----- Provided data -----

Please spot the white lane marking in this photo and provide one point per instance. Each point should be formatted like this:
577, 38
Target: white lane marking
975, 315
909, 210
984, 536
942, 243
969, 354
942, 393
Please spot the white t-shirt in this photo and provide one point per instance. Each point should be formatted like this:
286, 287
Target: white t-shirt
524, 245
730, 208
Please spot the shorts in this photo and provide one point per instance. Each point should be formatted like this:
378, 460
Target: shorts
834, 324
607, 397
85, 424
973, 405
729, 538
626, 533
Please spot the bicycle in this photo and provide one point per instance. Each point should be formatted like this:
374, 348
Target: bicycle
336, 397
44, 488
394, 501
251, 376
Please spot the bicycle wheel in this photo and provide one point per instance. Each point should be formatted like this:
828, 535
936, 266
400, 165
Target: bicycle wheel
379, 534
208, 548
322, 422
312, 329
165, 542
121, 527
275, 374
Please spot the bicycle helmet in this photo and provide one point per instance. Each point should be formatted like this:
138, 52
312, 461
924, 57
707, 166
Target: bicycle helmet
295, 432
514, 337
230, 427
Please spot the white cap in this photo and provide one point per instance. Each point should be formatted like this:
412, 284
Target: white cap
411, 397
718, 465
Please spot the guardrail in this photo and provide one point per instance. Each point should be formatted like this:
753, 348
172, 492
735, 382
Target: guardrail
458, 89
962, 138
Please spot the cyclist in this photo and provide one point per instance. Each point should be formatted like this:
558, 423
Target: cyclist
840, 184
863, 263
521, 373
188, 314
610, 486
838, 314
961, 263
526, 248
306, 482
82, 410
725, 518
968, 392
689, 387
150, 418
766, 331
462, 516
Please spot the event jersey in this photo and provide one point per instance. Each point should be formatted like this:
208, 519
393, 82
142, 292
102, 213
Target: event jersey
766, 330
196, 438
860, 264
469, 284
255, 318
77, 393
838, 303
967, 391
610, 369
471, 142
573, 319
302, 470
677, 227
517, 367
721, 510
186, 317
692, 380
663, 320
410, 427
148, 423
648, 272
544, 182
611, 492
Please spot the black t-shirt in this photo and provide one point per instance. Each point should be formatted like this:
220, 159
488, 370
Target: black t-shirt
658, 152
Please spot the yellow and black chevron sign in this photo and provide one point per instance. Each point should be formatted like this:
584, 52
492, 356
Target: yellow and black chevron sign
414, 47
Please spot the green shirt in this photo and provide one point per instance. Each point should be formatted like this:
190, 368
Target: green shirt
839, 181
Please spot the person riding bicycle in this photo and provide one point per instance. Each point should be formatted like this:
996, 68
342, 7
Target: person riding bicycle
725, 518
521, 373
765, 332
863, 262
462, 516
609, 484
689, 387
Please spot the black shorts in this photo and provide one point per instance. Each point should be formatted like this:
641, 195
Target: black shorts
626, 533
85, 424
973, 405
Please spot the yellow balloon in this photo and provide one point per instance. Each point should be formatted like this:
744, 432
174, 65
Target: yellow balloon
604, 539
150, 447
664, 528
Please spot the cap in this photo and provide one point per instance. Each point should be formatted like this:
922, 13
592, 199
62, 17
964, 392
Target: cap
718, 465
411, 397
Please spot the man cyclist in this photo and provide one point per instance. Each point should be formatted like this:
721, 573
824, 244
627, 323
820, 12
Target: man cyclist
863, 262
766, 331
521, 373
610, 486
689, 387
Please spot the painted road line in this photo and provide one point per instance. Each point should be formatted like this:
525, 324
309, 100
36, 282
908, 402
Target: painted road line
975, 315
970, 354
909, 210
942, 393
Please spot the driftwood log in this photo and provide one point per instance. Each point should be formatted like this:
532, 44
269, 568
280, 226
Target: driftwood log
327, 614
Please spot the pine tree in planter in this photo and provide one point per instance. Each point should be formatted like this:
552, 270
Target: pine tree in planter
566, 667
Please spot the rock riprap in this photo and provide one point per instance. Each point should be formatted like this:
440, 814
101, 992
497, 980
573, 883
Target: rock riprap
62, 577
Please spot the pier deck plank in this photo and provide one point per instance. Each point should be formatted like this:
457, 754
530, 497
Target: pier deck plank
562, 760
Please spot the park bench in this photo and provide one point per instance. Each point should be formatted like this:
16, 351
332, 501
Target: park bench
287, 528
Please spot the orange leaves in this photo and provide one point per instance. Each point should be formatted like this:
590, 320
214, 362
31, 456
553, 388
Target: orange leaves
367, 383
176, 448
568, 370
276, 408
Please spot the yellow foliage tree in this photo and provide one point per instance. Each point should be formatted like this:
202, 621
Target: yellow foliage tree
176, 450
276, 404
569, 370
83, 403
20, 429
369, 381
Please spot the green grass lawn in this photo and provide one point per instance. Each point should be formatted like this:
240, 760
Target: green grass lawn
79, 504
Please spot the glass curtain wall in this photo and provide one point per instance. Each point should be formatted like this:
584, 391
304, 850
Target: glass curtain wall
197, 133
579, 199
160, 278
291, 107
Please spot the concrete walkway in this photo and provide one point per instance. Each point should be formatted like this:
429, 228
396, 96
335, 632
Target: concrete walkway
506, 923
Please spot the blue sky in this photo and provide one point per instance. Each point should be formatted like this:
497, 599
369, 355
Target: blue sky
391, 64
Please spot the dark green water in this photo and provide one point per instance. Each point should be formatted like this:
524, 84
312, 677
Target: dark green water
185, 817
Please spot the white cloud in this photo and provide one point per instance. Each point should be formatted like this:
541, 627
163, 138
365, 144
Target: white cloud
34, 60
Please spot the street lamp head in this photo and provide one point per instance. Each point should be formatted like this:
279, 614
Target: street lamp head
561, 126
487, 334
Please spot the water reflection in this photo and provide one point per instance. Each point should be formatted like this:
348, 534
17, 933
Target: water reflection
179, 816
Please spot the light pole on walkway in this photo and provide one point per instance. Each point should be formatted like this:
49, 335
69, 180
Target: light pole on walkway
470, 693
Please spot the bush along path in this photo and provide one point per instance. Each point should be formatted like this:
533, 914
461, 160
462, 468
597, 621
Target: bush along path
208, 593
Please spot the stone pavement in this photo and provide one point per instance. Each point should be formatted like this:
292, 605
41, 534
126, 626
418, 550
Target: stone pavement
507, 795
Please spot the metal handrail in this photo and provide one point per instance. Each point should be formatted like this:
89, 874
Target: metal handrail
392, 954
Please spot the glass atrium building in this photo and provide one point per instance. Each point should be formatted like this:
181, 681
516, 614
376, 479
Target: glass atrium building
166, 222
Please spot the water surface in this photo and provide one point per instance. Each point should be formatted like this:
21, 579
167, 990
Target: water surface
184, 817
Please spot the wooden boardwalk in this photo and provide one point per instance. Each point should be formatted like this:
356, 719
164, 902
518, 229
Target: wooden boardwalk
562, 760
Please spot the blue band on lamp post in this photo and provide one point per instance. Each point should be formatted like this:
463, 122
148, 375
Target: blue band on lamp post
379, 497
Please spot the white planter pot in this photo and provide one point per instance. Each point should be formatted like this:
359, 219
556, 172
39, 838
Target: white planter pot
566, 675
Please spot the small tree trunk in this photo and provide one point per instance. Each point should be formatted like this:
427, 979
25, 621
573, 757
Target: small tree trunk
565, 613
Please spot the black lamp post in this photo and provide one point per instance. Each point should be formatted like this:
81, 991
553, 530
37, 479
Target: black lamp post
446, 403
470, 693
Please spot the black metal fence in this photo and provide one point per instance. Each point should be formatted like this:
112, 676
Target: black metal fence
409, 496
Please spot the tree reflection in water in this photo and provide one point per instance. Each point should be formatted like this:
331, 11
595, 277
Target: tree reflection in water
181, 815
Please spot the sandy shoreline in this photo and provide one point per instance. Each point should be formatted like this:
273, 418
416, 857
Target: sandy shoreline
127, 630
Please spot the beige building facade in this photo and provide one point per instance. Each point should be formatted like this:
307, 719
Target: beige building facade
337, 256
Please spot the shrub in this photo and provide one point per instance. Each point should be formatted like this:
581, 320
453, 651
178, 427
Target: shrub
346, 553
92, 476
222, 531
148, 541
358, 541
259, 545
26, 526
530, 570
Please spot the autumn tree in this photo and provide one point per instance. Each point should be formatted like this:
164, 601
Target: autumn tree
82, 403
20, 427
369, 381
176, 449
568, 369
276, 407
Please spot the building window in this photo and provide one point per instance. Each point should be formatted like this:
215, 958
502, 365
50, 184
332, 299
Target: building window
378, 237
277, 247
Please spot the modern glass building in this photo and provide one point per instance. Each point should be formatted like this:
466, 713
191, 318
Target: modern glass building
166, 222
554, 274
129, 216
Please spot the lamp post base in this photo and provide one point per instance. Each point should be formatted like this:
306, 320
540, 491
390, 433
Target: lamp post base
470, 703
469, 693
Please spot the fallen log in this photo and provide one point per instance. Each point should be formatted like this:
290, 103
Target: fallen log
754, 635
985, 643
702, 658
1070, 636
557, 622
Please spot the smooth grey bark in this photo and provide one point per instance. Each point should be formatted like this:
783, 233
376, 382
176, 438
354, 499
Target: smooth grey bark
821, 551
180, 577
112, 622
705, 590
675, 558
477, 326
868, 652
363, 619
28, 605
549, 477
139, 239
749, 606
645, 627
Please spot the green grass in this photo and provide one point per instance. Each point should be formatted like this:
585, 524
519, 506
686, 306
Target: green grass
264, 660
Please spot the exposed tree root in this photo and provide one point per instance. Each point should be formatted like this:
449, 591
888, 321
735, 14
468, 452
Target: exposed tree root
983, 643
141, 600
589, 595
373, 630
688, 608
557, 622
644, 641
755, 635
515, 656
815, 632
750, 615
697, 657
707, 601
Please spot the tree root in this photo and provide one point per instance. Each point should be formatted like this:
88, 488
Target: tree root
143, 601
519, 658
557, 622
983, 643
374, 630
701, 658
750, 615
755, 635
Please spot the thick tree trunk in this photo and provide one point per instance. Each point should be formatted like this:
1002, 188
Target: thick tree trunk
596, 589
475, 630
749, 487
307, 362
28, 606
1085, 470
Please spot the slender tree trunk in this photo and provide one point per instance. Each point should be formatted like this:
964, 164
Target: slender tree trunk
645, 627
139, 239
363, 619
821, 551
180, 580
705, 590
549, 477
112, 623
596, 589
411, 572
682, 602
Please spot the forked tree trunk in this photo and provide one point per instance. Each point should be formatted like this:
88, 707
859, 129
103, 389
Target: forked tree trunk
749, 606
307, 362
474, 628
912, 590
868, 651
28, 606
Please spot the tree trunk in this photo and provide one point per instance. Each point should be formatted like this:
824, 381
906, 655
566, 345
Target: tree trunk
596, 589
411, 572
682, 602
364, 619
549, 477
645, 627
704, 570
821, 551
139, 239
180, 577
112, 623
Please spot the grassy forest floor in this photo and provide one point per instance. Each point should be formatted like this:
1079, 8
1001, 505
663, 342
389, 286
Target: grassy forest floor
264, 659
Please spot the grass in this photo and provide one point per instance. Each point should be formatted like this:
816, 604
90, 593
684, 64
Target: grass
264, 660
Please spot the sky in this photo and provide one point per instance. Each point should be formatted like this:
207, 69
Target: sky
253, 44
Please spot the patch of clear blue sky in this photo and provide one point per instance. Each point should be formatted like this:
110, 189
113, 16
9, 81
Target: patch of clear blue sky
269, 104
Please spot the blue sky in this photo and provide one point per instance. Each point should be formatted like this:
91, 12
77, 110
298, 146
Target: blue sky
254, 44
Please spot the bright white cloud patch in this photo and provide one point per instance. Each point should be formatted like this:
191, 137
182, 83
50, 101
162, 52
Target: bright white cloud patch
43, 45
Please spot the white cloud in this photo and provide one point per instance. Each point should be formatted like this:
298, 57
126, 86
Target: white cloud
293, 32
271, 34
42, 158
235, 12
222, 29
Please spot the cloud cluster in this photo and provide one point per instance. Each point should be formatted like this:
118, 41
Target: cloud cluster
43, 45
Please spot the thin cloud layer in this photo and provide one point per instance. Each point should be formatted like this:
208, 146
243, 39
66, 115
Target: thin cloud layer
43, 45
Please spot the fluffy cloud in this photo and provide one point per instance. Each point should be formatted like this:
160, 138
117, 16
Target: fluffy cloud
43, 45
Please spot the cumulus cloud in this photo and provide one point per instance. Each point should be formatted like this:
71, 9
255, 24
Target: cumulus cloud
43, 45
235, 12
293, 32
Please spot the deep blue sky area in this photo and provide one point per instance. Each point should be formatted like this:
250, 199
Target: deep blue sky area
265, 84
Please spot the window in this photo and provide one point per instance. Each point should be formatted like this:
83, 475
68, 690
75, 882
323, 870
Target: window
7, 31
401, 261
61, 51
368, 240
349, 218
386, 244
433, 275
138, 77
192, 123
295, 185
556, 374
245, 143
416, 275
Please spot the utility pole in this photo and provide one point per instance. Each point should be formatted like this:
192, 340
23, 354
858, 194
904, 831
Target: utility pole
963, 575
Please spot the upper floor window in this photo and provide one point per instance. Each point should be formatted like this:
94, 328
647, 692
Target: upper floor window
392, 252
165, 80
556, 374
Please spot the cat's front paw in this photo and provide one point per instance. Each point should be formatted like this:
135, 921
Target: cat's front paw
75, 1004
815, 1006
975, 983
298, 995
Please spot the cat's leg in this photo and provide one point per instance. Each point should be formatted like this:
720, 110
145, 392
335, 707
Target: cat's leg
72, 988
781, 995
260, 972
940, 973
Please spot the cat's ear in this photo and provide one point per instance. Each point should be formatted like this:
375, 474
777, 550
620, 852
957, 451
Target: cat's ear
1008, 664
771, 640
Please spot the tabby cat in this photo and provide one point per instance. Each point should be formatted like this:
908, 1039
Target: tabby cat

-----

● **The task**:
Format the stretch of data from the line containing "Please spot the deep" through the end as a Markdown table with columns Row and Line. Number each line in Row, put its text in Line, and leave out blank lines.

● **Complete output**:
| Row | Line |
|---|---|
| 1 | Please spot the deep blue sky area in this photo and provide one point per instance. Each point should be formatted like this: |
| 2 | 250, 199 |
| 3 | Target: deep blue sky area |
| 4 | 265, 84 |
| 5 | Please spot the window in this photo and provide one point per instance. Each point should be formatted like this: |
| 6 | 83, 475 |
| 7 | 68, 690 |
| 8 | 75, 882 |
| 9 | 323, 870 |
| 10 | Target: window |
| 11 | 7, 31 |
| 12 | 401, 261 |
| 13 | 61, 51 |
| 14 | 368, 240 |
| 15 | 349, 218 |
| 16 | 386, 244 |
| 17 | 433, 275 |
| 18 | 138, 77 |
| 19 | 192, 123 |
| 20 | 295, 185 |
| 21 | 556, 374 |
| 22 | 245, 143 |
| 23 | 416, 275 |
| 24 | Please spot the utility pole in this photo and provide one point per instance. Each point should be formatted like this: |
| 25 | 192, 340 |
| 26 | 23, 354 |
| 27 | 858, 194 |
| 28 | 904, 831 |
| 29 | Target: utility pole |
| 30 | 963, 575 |
| 31 | Please spot the upper floor window in this photo and provide one point per instance. Each point should be formatted like this: |
| 32 | 94, 328 |
| 33 | 647, 692 |
| 34 | Target: upper floor window |
| 35 | 392, 252 |
| 36 | 165, 80 |
| 37 | 556, 374 |
| 38 | Please spot the cat's front paw in this photo and provide one point per instance. Each point should be formatted like this: |
| 39 | 135, 921 |
| 40 | Target: cat's front paw |
| 41 | 75, 1004 |
| 42 | 815, 1006 |
| 43 | 975, 983 |
| 44 | 298, 995 |
| 45 | Please spot the cat's leg in this photo and provide one point per instance. Each point should be formatted like this: |
| 46 | 720, 110 |
| 47 | 145, 392 |
| 48 | 335, 707 |
| 49 | Target: cat's leg |
| 50 | 72, 988 |
| 51 | 781, 995 |
| 52 | 260, 972 |
| 53 | 940, 973 |
| 54 | Please spot the cat's ear in this photo and provide one point per instance. Each point should be formatted like this: |
| 55 | 375, 474 |
| 56 | 777, 550 |
| 57 | 620, 852 |
| 58 | 957, 451 |
| 59 | Target: cat's ear |
| 60 | 1008, 664 |
| 61 | 771, 640 |
| 62 | Please spot the tabby cat in this photo and provide one point per instance. Each point should be formatted like this: |
| 63 | 908, 1039 |
| 64 | Target: tabby cat |